DIRECTION =
Please copy the stretch of data from the line containing "of the shrub" through the end of the data, switching "coverage grid" to "survey grid" and leaving everything else unchanged.

Dataset excerpts on object pointing:
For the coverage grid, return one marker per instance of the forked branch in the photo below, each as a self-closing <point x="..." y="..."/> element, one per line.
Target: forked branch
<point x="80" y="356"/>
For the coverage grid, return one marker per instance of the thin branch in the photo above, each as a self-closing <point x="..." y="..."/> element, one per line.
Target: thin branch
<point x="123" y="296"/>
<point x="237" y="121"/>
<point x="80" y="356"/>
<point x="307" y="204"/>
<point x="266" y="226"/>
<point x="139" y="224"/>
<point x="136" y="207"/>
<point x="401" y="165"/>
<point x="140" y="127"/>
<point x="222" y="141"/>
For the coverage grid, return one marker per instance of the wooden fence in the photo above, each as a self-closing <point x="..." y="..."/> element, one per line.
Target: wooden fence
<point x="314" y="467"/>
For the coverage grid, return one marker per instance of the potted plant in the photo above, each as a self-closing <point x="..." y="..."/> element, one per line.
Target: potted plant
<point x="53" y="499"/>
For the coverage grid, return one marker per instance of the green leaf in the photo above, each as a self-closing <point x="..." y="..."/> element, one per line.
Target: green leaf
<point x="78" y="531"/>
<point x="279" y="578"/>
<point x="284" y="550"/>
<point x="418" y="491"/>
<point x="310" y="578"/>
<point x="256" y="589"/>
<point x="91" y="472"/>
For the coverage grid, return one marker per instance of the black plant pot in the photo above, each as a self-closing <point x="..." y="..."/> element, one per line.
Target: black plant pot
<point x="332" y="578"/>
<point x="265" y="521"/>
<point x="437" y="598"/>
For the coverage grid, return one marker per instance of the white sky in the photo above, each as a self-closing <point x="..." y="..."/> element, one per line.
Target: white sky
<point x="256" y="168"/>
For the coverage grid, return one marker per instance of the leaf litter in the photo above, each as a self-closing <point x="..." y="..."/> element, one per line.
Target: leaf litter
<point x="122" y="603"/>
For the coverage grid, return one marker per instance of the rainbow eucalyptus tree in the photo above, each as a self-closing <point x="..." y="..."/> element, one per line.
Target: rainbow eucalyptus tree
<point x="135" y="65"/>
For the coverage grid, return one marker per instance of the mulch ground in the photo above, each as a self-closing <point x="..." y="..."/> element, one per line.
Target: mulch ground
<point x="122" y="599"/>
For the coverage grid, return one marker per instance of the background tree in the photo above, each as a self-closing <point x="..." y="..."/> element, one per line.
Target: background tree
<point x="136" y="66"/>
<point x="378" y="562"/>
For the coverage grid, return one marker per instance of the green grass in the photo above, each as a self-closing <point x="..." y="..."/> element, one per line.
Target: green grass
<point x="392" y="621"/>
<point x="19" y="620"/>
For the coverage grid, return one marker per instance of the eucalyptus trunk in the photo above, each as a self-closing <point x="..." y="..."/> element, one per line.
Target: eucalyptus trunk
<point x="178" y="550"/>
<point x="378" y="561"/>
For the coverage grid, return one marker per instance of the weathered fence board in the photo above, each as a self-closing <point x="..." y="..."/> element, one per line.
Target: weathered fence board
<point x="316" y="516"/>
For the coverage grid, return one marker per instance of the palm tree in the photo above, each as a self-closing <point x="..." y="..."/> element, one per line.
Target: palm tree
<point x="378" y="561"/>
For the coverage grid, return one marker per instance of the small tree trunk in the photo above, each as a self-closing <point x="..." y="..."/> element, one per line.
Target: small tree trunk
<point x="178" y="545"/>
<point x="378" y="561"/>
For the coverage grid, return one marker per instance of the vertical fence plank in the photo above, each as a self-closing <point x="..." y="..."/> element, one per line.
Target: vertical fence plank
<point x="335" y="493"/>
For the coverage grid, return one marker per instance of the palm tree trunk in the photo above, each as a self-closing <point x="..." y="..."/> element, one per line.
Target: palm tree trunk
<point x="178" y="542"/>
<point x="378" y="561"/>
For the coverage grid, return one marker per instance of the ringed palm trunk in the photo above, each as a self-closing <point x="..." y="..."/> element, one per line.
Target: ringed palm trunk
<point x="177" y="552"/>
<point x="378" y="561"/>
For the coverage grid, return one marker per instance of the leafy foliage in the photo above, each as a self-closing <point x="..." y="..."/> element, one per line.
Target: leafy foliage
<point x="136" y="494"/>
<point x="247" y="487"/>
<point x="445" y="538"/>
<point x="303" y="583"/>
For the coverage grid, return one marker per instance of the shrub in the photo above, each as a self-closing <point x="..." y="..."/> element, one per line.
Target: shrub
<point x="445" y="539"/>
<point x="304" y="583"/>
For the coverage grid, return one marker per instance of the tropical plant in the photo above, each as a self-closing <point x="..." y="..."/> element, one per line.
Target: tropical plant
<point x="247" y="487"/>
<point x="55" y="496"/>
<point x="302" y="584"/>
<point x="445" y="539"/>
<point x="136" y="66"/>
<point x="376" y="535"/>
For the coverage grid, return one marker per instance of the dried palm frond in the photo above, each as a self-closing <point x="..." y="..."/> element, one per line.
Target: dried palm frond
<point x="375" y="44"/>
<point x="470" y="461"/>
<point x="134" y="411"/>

SOLUTION BELOW =
For the survey grid, return one marker per instance of the shrub in the photo above, each as a self-closing <point x="..." y="..."/> element, one per line.
Target: shrub
<point x="445" y="539"/>
<point x="304" y="583"/>
For the survey grid, return one marker per instance of the tropical plant in the photo above, each as a self-closing <point x="..." y="..."/> element, one per line.
Target: tropical plant
<point x="247" y="487"/>
<point x="55" y="496"/>
<point x="302" y="584"/>
<point x="445" y="539"/>
<point x="136" y="66"/>
<point x="376" y="535"/>
For the survey grid, return one marker per instance of the dried palm frond in the photo above, each as a self-closing <point x="..." y="..."/> element, one per line.
Target: dried palm frond
<point x="375" y="44"/>
<point x="470" y="461"/>
<point x="134" y="411"/>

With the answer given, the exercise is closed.